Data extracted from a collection
§
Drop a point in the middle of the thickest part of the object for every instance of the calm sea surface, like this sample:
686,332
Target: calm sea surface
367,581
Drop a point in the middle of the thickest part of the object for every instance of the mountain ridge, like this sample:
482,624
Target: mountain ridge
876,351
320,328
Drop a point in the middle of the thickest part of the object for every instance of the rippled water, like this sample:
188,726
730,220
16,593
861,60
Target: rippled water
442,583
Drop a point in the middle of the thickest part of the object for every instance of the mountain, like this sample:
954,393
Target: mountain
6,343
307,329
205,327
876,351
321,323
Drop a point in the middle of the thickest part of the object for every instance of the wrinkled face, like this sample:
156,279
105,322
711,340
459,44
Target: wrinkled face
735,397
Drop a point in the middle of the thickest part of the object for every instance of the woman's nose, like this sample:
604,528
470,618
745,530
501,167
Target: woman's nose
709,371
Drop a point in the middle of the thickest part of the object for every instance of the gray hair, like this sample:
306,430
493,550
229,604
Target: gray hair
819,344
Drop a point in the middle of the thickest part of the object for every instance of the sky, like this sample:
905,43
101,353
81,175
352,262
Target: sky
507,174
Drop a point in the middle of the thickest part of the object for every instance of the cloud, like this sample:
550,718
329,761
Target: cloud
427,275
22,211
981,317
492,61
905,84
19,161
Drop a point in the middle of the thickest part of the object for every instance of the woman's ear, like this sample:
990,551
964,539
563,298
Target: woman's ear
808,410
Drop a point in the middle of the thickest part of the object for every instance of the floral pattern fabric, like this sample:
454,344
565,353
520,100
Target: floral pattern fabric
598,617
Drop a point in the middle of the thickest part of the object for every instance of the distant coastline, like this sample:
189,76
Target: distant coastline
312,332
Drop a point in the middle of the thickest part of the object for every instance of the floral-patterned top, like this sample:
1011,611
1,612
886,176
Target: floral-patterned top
§
Can you reproduce all the material exactly?

Drop a point in the middle of the thickest part of the object for every instance of the calm sea surface, like this sample:
686,332
Target: calm sea surface
367,581
Drop a point in the middle of the thickest part of the object for every instance of the mountain ridge, like this sample:
482,624
Target: mountain ridge
876,351
320,328
Drop a point in the middle of the thickest part of the object for every instance of the rippled water, like this sample:
188,726
730,220
16,593
861,60
Target: rippled water
442,583
Drop a point in the middle of the thickest part of the object for every instance of the mountain, like this sample:
954,393
Target: mountain
6,343
307,329
205,327
876,351
321,323
Drop a point in the middle of the thickest part of the object for every instance of the wrinkled face, like this sample:
156,279
105,322
711,340
459,44
Target: wrinkled face
735,397
Drop a point in the middle of the thickest part of the object for every instance of the woman's nose, like this sample:
604,528
470,618
745,530
501,167
Target: woman's nose
709,371
Drop a point in the middle of the thickest part of the object for every instance of the gray hair, like this sample:
306,430
493,550
229,604
Target: gray hair
819,344
Drop a point in the middle of the thickest part of the object for every instance of the sky, like this sample:
905,43
101,353
81,175
352,262
Target: sky
507,174
Drop a point in the middle of the thickest part of the object for every instance of the cloud, like this sample:
550,718
329,761
Target: cloud
427,275
22,211
981,317
492,61
905,84
19,161
Drop a point in the middle of the thickest part of the object for every instance of the woman's ear, like this sample:
990,551
964,539
563,298
Target: woman's ear
808,410
Drop a point in the middle of the thickest part of the object for every instance of the floral pattern fabric, like this sample:
454,344
565,353
520,100
Target: floral pattern fabric
598,617
Drop a point in the middle of the thickest part of the object for every instance of the distant coastline, like this sample:
189,76
Target: distant coastline
312,332
Drop a point in the middle of the thickest part of the object for every instance of the floral-patterned top, like this sample:
1011,611
1,612
886,176
Target: floral-patterned top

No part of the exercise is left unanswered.